* [Instructions to follow]: Once you have read the records, write them out again exactly.

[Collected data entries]
——————
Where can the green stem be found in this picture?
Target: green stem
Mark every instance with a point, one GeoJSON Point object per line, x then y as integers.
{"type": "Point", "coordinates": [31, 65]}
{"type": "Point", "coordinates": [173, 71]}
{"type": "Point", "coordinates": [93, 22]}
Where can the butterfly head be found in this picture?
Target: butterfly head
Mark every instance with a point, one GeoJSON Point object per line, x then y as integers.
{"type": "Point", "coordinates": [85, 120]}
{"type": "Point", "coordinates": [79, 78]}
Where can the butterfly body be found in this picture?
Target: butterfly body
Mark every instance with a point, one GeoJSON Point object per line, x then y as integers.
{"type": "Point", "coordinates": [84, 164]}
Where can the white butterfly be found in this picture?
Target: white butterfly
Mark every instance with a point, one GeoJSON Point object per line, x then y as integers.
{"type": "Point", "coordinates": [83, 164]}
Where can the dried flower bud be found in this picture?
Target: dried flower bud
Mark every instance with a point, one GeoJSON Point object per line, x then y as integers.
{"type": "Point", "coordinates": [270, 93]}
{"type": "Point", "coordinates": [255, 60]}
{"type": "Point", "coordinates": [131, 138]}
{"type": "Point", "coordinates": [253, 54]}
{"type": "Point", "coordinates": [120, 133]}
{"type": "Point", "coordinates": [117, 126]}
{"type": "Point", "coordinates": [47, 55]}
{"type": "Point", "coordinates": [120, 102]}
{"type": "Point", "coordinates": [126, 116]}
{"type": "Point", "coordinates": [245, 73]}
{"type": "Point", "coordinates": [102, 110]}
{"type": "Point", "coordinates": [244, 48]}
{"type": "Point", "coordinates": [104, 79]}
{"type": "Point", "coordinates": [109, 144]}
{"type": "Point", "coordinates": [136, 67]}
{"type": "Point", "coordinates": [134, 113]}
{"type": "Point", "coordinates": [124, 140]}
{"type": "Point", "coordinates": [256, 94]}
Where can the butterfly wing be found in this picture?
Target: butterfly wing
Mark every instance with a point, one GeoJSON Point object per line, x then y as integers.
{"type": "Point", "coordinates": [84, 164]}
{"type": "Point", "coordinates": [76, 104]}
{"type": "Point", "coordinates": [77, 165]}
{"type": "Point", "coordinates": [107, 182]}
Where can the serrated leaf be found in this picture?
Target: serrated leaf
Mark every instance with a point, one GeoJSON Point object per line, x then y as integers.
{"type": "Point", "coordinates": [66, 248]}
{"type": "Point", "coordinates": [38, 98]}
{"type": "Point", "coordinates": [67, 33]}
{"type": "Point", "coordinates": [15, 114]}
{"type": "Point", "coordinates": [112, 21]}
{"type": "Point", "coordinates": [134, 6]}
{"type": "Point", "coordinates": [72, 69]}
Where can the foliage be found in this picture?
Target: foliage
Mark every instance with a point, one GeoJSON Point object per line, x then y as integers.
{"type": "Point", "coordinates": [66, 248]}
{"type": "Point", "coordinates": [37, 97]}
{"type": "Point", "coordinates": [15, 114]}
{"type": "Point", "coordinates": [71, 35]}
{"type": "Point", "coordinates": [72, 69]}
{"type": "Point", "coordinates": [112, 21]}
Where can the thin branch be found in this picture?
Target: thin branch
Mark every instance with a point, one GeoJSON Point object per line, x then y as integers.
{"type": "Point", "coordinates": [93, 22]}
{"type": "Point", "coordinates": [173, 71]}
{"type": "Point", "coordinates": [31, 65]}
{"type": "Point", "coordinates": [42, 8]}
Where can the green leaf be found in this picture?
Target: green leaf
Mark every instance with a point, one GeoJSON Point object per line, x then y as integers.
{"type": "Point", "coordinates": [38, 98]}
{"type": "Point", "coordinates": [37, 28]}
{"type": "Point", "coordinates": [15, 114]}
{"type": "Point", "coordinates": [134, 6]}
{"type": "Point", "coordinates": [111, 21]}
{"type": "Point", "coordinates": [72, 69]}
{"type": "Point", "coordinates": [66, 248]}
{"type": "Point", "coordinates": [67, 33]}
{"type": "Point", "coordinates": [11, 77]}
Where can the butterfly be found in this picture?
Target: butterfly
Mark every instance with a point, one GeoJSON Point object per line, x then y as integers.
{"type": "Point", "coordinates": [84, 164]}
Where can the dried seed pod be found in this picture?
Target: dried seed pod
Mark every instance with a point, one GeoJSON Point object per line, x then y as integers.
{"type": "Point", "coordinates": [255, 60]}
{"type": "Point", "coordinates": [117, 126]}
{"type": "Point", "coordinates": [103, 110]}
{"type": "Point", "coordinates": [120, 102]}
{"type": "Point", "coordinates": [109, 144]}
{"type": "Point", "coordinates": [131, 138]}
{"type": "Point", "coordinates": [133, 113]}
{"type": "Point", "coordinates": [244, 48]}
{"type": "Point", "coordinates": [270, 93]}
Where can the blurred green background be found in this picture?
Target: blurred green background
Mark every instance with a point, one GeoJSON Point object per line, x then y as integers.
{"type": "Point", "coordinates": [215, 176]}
——————
* [Solution to the exercise]:
Where can the green stem be found in this picture?
Target: green stem
Mark every instance with a point, one GeoJSON Point object per line, x then y as integers.
{"type": "Point", "coordinates": [31, 65]}
{"type": "Point", "coordinates": [173, 71]}
{"type": "Point", "coordinates": [93, 22]}
Where can the butterfly head be found in this picture?
Target: butterfly head
Mark every instance with a point, one GeoJSON Point object per line, x then y as integers.
{"type": "Point", "coordinates": [85, 120]}
{"type": "Point", "coordinates": [79, 78]}
Where can the butterfly body be found in this picture?
Target: butterfly body
Mark every instance with a point, one GeoJSON Point object per line, x then y as integers.
{"type": "Point", "coordinates": [84, 164]}
Where can the white butterfly be found in this picture?
Target: white butterfly
Mark every instance with a point, one GeoJSON Point object per line, x then y as integers.
{"type": "Point", "coordinates": [83, 164]}
Where can the dried flower bud be found in this picture?
Target: dried flower bud
Mark every instance with a point, one GeoJSON Point object per line, x then y as integers.
{"type": "Point", "coordinates": [270, 93]}
{"type": "Point", "coordinates": [255, 60]}
{"type": "Point", "coordinates": [131, 138]}
{"type": "Point", "coordinates": [253, 54]}
{"type": "Point", "coordinates": [120, 133]}
{"type": "Point", "coordinates": [117, 126]}
{"type": "Point", "coordinates": [47, 55]}
{"type": "Point", "coordinates": [120, 102]}
{"type": "Point", "coordinates": [126, 116]}
{"type": "Point", "coordinates": [245, 73]}
{"type": "Point", "coordinates": [102, 110]}
{"type": "Point", "coordinates": [244, 48]}
{"type": "Point", "coordinates": [104, 79]}
{"type": "Point", "coordinates": [109, 144]}
{"type": "Point", "coordinates": [136, 67]}
{"type": "Point", "coordinates": [134, 113]}
{"type": "Point", "coordinates": [124, 140]}
{"type": "Point", "coordinates": [256, 94]}
Where can the butterfly wing be found in this picture?
Target: butterfly wing
Mark every instance with a point, one GeoJSON Point object per line, x then y as integers.
{"type": "Point", "coordinates": [84, 164]}
{"type": "Point", "coordinates": [76, 104]}
{"type": "Point", "coordinates": [77, 165]}
{"type": "Point", "coordinates": [107, 182]}
Where can the serrated leaf be found in this picture?
Target: serrated leaf
Mark every instance with a point, one GeoJSON Point object per line, x then y as integers.
{"type": "Point", "coordinates": [66, 248]}
{"type": "Point", "coordinates": [38, 98]}
{"type": "Point", "coordinates": [67, 33]}
{"type": "Point", "coordinates": [15, 114]}
{"type": "Point", "coordinates": [112, 21]}
{"type": "Point", "coordinates": [134, 6]}
{"type": "Point", "coordinates": [72, 69]}
Where can the foliage be found in this picture?
Target: foliage
Mark every instance with a point, one GeoJSON Point object per line, x then y as integers.
{"type": "Point", "coordinates": [66, 248]}
{"type": "Point", "coordinates": [37, 97]}
{"type": "Point", "coordinates": [15, 114]}
{"type": "Point", "coordinates": [71, 35]}
{"type": "Point", "coordinates": [72, 69]}
{"type": "Point", "coordinates": [112, 21]}
Where can the thin branch be found in this picture?
Target: thin branch
Mark every instance with a point, one GeoJSON Point object per line, x then y as integers.
{"type": "Point", "coordinates": [93, 22]}
{"type": "Point", "coordinates": [173, 71]}
{"type": "Point", "coordinates": [31, 65]}
{"type": "Point", "coordinates": [42, 8]}
Where can the green leaf be found in this picture?
Target: green leaf
Mark every instance with a point, one GeoJSON Point object per line, x then y as integers.
{"type": "Point", "coordinates": [38, 98]}
{"type": "Point", "coordinates": [37, 28]}
{"type": "Point", "coordinates": [15, 114]}
{"type": "Point", "coordinates": [134, 6]}
{"type": "Point", "coordinates": [111, 21]}
{"type": "Point", "coordinates": [72, 69]}
{"type": "Point", "coordinates": [66, 248]}
{"type": "Point", "coordinates": [67, 33]}
{"type": "Point", "coordinates": [11, 77]}
Where can the butterfly be found in this picture?
Target: butterfly
Mark every instance with a point, one GeoJSON Point object per line, x then y as integers.
{"type": "Point", "coordinates": [84, 164]}
Where can the dried seed pod be found in this picture?
Target: dried seed pod
Mark every instance with a point, one GeoJSON Point object per line, x then y as integers.
{"type": "Point", "coordinates": [255, 60]}
{"type": "Point", "coordinates": [117, 126]}
{"type": "Point", "coordinates": [103, 110]}
{"type": "Point", "coordinates": [120, 102]}
{"type": "Point", "coordinates": [109, 144]}
{"type": "Point", "coordinates": [131, 138]}
{"type": "Point", "coordinates": [133, 113]}
{"type": "Point", "coordinates": [244, 48]}
{"type": "Point", "coordinates": [270, 93]}
Where can the blurred green background be found in this picture?
Target: blurred green background
Mark every instance with a point, one GeoJSON Point object per line, x then y as integers.
{"type": "Point", "coordinates": [215, 176]}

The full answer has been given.